→ Recorded data:
*** Block opens ***

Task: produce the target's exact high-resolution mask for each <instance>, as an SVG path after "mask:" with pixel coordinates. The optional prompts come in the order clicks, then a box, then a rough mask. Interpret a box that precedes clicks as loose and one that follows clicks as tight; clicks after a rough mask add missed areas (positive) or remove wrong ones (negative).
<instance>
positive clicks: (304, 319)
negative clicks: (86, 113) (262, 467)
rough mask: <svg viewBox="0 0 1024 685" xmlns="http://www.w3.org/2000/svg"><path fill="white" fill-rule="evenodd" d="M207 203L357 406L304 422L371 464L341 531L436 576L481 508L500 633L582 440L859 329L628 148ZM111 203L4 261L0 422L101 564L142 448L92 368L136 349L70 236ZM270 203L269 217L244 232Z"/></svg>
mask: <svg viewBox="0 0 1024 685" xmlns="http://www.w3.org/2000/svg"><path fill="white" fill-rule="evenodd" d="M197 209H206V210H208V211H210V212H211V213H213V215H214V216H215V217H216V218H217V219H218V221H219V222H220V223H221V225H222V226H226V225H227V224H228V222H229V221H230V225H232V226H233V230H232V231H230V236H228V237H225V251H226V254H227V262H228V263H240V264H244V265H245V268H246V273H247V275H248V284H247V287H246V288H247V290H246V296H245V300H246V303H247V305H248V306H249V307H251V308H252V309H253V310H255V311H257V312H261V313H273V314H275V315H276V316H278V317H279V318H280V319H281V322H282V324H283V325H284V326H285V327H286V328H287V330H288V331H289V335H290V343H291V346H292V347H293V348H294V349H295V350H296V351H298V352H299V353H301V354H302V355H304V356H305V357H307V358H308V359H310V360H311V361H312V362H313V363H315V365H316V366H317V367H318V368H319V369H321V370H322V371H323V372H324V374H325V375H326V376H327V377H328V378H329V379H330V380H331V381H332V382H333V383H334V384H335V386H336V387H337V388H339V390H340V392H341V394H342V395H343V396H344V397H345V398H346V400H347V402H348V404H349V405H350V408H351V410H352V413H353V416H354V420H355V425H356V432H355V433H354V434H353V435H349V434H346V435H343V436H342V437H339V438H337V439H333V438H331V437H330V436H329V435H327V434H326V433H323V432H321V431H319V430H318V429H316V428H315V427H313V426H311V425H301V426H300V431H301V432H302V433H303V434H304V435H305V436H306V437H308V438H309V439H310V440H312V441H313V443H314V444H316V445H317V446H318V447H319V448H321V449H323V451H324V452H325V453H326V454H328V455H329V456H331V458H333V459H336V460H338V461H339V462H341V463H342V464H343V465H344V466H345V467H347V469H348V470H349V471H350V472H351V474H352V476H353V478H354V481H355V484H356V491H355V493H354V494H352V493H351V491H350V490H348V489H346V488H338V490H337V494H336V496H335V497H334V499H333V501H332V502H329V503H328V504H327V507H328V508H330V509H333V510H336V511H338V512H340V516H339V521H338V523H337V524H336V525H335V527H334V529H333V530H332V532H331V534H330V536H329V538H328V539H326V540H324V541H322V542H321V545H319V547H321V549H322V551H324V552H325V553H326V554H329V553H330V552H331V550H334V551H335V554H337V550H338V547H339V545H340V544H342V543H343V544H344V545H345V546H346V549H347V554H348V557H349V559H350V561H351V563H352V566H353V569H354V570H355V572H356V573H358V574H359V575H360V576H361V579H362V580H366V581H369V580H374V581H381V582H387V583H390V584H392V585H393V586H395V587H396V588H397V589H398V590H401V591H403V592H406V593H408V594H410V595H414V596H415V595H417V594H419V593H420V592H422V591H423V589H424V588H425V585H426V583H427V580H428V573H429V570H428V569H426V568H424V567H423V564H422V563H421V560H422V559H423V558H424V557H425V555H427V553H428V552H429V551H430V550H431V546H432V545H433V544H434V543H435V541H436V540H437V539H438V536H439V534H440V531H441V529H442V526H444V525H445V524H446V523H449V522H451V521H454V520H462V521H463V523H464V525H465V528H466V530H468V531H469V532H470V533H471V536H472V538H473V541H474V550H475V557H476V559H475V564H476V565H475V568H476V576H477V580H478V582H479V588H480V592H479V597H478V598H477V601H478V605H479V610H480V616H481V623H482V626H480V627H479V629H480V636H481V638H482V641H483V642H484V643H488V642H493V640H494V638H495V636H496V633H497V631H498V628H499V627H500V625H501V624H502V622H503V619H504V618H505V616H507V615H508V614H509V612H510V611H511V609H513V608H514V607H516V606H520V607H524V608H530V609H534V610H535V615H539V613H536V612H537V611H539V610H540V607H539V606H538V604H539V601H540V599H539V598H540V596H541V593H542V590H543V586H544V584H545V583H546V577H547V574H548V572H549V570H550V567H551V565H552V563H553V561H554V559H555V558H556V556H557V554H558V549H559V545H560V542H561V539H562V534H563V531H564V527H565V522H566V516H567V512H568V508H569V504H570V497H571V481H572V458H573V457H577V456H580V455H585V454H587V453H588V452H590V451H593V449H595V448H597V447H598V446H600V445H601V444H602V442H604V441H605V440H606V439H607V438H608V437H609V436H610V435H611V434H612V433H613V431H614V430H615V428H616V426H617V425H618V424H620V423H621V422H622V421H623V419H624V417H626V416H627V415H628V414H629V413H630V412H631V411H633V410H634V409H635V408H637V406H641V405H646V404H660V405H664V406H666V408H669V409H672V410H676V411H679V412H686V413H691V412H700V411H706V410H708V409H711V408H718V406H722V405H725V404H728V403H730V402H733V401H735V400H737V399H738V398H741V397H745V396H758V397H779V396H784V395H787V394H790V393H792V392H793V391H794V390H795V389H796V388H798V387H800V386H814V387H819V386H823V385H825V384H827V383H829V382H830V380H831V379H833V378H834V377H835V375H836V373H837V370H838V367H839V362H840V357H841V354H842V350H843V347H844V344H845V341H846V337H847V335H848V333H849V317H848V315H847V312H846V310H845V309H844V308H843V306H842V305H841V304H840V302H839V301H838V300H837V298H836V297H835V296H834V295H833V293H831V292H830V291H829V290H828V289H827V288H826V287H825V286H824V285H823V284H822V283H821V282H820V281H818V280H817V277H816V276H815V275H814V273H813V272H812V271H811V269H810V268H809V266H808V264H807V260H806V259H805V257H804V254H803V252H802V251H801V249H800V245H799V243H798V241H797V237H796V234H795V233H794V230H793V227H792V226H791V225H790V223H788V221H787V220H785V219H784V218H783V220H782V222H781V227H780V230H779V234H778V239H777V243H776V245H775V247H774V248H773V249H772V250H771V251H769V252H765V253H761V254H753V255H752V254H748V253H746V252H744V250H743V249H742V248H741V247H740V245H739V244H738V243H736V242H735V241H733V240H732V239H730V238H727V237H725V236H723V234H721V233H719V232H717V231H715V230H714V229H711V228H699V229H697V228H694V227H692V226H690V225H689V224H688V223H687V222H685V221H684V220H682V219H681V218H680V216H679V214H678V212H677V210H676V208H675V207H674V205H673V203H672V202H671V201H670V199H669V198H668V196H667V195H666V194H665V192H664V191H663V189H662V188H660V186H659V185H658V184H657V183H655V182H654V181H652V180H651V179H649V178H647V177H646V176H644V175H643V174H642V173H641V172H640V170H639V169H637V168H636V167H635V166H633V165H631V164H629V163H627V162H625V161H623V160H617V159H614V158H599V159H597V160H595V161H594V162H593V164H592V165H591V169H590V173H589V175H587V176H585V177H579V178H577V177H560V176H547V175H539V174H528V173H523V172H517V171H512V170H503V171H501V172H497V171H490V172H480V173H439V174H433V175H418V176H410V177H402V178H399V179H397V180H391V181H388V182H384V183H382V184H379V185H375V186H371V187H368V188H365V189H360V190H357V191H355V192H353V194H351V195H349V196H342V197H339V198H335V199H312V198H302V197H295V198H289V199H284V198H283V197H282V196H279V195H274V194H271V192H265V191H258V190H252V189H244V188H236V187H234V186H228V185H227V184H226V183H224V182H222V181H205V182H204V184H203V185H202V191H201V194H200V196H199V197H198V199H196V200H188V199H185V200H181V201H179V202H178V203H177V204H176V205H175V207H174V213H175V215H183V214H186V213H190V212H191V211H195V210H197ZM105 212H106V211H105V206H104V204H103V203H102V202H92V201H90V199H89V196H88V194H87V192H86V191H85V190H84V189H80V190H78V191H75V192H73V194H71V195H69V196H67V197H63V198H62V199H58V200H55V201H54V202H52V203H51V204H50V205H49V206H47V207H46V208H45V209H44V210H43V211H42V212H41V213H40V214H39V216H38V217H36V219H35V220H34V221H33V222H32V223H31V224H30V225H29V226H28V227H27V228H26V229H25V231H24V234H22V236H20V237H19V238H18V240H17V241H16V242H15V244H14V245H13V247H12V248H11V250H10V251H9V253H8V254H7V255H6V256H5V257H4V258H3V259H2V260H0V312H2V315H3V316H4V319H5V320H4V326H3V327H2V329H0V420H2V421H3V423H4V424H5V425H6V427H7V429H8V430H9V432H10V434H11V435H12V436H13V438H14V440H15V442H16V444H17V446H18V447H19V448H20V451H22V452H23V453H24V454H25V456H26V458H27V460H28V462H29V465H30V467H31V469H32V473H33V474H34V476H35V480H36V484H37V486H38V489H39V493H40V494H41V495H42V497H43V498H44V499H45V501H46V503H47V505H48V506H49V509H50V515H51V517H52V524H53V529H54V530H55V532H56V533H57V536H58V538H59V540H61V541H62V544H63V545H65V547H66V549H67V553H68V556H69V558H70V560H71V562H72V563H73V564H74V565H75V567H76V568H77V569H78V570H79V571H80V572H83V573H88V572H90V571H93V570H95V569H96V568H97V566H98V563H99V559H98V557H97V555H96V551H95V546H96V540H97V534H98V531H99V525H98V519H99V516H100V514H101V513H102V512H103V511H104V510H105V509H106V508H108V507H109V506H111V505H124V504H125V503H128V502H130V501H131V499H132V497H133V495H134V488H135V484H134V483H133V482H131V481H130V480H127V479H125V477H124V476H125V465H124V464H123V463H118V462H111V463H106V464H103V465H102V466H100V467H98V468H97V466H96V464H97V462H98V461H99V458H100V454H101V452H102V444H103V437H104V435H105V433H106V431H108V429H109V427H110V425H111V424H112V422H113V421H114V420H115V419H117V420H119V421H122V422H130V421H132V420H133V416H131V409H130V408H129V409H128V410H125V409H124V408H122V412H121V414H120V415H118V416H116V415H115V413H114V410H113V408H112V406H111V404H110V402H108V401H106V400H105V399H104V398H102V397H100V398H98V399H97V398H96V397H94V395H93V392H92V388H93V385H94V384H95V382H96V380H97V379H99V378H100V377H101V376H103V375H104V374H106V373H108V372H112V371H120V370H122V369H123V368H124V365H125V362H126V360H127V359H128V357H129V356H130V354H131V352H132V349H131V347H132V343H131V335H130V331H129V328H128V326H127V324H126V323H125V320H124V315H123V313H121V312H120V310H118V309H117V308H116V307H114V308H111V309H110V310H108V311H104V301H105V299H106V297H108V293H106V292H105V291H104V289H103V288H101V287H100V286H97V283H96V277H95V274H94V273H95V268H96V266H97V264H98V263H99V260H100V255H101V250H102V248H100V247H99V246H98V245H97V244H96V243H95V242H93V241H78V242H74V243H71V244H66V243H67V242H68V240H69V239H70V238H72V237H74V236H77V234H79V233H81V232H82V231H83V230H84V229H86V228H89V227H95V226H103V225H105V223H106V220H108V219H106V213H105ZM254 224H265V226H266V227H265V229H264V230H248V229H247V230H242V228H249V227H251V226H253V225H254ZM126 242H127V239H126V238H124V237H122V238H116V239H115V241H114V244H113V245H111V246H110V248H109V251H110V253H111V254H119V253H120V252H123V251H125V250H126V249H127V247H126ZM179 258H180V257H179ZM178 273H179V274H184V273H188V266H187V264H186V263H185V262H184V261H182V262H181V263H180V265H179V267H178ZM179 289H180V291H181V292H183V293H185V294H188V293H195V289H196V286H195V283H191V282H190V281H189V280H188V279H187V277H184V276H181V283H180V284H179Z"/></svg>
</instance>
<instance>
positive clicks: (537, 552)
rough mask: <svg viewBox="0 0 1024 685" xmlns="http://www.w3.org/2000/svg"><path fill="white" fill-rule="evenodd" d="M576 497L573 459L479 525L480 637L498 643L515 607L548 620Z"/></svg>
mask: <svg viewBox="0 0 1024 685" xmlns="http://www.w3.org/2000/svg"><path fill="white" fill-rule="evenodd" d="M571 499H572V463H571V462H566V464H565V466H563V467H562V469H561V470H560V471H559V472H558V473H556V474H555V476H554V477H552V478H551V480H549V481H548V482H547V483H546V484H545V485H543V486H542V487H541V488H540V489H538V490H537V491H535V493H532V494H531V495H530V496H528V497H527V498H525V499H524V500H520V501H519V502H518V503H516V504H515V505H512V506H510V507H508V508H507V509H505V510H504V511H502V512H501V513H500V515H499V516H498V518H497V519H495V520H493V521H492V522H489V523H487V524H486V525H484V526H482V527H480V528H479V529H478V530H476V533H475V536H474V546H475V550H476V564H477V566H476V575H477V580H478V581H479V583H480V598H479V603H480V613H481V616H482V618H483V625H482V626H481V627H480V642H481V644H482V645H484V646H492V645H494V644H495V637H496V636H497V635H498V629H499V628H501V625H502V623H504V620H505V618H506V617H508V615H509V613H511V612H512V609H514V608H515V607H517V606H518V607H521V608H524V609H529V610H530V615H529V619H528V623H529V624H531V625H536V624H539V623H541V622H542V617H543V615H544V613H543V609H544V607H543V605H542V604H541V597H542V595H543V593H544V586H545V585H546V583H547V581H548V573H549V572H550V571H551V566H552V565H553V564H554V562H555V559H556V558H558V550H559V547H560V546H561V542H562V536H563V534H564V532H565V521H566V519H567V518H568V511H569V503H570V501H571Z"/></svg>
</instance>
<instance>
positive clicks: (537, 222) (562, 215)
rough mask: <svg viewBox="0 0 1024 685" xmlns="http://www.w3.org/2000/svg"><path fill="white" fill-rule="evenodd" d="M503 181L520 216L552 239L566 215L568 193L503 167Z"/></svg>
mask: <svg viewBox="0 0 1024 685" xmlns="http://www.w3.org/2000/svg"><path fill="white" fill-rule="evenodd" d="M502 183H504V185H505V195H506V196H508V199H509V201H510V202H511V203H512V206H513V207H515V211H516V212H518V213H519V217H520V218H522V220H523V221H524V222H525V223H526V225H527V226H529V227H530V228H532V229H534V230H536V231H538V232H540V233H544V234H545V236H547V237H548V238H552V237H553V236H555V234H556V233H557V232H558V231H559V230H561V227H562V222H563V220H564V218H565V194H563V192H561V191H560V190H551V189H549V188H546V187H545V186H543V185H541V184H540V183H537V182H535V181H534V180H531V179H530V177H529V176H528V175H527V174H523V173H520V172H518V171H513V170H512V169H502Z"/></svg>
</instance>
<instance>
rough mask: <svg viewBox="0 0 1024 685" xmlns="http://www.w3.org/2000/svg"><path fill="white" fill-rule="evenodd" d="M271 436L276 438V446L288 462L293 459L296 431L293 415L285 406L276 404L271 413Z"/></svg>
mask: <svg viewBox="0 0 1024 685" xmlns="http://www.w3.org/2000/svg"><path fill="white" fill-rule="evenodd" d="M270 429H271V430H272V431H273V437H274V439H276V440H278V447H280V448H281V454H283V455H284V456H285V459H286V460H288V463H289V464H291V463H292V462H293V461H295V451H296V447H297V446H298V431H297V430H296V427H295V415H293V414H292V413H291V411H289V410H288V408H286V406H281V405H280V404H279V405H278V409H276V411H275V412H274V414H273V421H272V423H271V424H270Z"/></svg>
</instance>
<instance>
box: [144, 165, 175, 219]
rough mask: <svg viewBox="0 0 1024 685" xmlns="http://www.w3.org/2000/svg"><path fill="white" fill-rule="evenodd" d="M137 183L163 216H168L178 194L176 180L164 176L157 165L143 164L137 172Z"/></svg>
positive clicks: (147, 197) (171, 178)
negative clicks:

*** Block closes ***

→ Task directions: Lines with the word "positive" in them: report all of these from the listing above.

→ Exercise response:
Task: produce the target's exact high-resolution mask for each <instance>, as an SVG path after "mask:" with pixel coordinates. The optional prompts come in the order clicks, then a box, then a rough mask. Interpret a box that precedes clicks as loose and one that follows clicks as tight; clicks after a rough mask add missed areas (positive) or remove wrong ones (negative).
positive clicks: (304, 319)
positive clicks: (537, 552)
positive clicks: (537, 222) (562, 215)
positive clicks: (147, 197) (171, 178)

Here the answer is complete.